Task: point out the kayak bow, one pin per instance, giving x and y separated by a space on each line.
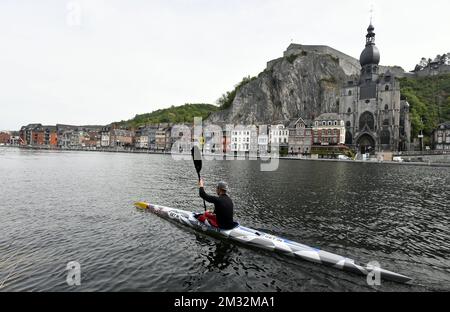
270 242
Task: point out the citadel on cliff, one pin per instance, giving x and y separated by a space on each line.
312 80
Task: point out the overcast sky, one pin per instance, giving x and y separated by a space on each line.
94 62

- **Goal**: Reproduce the listing above verbatim, from its first line to its last, leaving out the image.

- **Response to the task**:
Task: point out the kayak bow, one pin per instance, giving x and y separated by a space on each line.
270 242
Task: point out the citadel on cliff, one pin per instance, giving x and y separated by a space on each line.
312 80
Task: point out the overcast sky, one pin per instance, giving x and y separated by a space on each line.
94 62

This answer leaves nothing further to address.